◆ Exercise brief ◆
Reproduce the review of The Tsuranga Conundrum word for word between "I figure that" and "of dangerous threat.", inclusive.

◆ Selected text ◆

Image result for the tsuranga conundrumBefore you can say 'PTing' the Tsuranga is under attack from a PTing, a tiny creature with a big appetite putting everyone in danger. Despite Her own pains The Doctress has to put things right. There are deaths and births until the PTing is discharged and the Tsuranga arrives to the main hospital in space.

The Tsuranga Conundrum is a whole mess of a mess, simultaneously packed and empty. Chibnall, who wrote this, decided it would be easier to leap about logic with wild abandon rather than think his way out of predicaments.

Take the opening for example. We start on this junk asteroid looking for...something. When we come across something that in theory should get them killed they then appear on the floating hospital because...reasons. To top that off, the TARDIS, left on that junk asteroid is quickly mentioned as the motivation for the Doctress to get off the Tsuranga but then the TARDIS is all but forgotten by the end.

In other words, unless specific mention is made in the next episode, how exactly She recovered the TARDIS will forever be left unexplained.

I figure that the PTing was created to sell toys. Either that or Chibnall is delusional if he thinks he can make something simultaneously cute and threatening. I burst out laughing the first time I saw it. I burst out laughing the last time I saw it. It was just so hilariously awful. It's here where I say 'bless the actors' for trying so hard, so terribly hard, to convince me that the PTing was some kind of dangerous threat.

◆ Information provided ◆
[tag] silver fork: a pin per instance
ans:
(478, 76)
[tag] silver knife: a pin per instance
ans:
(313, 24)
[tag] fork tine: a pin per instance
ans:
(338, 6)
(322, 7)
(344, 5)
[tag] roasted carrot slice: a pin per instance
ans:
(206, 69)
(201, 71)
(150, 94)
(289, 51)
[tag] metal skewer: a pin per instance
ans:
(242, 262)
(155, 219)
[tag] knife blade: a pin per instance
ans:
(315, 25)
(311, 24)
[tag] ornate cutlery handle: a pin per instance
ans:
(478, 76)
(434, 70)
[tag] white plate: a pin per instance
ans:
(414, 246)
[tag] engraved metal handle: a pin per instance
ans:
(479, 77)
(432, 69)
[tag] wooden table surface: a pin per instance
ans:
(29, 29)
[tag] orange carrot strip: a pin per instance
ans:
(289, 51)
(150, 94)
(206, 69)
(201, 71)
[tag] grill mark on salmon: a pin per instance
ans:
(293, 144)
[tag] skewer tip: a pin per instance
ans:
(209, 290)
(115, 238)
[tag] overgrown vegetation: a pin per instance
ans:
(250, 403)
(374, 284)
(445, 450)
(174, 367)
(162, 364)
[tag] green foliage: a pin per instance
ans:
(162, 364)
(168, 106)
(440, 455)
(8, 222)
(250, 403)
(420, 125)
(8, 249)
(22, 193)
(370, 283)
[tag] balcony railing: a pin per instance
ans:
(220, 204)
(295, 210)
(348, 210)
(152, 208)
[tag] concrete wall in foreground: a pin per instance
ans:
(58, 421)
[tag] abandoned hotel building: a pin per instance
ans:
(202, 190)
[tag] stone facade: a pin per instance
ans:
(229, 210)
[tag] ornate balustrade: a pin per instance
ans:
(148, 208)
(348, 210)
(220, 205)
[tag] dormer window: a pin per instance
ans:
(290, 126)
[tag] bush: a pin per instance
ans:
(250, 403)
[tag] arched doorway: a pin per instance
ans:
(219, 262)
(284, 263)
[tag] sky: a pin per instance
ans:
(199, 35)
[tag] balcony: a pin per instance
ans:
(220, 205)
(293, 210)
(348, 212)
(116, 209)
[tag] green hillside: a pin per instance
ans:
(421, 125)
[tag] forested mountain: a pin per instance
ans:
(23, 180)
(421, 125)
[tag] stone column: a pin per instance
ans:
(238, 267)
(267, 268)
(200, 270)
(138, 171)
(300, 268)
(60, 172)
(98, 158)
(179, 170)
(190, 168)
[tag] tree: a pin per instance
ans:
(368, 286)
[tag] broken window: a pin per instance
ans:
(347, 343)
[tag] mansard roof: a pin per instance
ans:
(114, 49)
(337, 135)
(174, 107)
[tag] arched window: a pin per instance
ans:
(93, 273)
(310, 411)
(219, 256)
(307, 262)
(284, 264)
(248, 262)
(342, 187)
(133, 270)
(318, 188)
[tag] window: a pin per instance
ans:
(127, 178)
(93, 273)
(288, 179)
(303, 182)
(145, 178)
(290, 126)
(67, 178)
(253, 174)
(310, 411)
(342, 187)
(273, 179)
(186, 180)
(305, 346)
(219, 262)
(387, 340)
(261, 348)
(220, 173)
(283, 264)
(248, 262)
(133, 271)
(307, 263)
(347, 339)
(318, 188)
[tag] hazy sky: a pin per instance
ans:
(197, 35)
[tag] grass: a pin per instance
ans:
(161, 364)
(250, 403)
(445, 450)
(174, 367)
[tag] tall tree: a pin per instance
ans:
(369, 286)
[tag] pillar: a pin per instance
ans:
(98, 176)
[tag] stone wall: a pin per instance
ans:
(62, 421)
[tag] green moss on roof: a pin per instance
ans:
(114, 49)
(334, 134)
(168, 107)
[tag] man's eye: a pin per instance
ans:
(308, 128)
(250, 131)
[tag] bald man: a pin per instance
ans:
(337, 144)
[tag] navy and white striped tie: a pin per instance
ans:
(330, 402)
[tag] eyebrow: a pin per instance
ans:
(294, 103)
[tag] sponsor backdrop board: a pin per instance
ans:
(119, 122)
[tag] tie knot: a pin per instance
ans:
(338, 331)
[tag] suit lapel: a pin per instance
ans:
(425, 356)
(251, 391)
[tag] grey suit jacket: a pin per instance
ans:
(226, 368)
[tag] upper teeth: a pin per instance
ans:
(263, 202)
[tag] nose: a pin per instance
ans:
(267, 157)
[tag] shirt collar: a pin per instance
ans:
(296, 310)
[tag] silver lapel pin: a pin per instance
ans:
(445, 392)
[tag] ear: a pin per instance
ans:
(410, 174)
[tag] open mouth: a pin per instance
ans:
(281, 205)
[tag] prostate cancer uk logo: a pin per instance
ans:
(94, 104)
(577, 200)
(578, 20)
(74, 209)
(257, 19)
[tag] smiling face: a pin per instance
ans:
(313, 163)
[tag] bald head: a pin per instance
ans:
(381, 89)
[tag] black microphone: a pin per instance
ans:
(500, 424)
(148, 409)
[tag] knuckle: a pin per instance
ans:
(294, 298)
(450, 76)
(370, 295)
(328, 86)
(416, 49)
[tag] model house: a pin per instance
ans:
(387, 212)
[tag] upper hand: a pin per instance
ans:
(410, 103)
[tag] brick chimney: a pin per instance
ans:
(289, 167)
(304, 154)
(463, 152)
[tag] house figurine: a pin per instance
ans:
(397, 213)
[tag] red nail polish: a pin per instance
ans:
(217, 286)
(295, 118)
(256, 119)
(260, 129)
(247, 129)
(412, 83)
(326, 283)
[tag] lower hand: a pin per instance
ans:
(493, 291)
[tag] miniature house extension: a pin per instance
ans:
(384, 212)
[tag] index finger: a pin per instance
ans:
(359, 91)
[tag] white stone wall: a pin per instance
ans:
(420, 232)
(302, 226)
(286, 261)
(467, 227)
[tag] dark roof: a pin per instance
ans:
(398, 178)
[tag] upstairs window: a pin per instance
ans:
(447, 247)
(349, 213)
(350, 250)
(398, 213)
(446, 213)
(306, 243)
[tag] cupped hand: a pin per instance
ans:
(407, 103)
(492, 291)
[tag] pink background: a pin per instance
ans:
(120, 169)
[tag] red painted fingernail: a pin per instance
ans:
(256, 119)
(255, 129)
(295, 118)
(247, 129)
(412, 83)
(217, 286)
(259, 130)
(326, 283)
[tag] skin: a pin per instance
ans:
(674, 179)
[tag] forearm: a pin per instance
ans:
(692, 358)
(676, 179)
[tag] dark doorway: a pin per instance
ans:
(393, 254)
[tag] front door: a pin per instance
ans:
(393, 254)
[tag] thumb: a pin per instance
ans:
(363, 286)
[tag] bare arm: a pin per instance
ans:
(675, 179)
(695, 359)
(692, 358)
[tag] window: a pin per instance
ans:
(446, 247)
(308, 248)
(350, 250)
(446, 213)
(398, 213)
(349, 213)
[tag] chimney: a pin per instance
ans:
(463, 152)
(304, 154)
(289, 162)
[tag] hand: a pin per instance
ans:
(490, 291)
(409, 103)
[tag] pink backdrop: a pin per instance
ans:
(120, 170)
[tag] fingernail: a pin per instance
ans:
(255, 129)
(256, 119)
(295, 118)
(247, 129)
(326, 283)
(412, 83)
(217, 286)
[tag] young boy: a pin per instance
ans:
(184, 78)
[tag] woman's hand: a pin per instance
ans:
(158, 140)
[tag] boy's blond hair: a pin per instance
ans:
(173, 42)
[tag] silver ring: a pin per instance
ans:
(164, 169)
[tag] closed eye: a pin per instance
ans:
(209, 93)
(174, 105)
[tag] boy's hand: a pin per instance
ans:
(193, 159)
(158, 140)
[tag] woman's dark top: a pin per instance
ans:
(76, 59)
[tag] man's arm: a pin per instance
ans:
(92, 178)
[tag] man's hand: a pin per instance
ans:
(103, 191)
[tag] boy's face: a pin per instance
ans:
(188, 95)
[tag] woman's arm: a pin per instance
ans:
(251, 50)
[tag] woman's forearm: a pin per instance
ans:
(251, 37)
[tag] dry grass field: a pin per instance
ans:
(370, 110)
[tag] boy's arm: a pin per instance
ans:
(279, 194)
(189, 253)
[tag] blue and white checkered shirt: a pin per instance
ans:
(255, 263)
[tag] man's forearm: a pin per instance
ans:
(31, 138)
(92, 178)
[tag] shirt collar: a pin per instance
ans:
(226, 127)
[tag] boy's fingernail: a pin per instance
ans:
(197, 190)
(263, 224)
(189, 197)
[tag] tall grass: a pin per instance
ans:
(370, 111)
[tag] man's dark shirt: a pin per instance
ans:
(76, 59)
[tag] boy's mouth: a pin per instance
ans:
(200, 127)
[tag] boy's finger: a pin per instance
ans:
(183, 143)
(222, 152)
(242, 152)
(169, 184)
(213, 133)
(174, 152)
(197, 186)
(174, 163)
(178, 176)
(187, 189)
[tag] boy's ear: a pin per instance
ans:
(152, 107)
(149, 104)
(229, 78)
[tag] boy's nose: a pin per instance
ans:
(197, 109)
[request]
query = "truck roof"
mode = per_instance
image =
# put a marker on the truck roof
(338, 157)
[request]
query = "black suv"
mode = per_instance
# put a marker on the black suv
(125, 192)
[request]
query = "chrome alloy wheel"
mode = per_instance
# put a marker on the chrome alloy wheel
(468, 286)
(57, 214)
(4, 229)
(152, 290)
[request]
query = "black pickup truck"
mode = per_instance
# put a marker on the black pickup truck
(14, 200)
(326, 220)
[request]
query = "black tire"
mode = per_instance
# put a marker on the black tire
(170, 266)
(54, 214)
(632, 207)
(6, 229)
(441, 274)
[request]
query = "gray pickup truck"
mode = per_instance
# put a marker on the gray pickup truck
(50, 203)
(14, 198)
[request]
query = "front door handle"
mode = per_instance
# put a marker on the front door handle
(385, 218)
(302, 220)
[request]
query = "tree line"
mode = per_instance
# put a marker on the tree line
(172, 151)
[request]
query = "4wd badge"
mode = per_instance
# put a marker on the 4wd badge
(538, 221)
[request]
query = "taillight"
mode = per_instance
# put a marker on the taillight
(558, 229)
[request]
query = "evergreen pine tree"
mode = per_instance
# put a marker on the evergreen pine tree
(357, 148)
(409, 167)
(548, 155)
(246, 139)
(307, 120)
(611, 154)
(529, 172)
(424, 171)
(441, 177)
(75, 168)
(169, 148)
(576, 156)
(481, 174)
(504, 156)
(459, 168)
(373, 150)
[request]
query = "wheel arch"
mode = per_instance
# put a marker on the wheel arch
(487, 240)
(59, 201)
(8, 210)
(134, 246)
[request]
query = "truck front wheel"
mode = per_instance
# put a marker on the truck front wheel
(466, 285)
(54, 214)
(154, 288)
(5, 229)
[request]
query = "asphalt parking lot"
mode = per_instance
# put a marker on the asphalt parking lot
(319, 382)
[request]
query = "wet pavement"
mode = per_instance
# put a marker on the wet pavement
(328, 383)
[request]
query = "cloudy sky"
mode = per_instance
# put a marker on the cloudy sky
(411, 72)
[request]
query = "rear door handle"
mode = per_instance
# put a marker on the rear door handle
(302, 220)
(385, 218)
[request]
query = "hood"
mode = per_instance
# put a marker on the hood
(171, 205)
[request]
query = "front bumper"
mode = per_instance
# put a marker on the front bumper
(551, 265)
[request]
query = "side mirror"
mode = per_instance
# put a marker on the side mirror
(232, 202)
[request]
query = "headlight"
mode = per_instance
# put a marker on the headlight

◆ Result of the exercise ◆
I figure that the PTing was created to sell toys. Either that or Chibnall is delusional if he thinks he can make something simultaneously cute and threatening. I burst out laughing the first time I saw it. I burst out laughing the last time I saw it. It was just so hilariously awful. It's here where I say 'bless the actors' for trying so hard, so terribly hard, to convince me that the PTing was some kind of dangerous threat.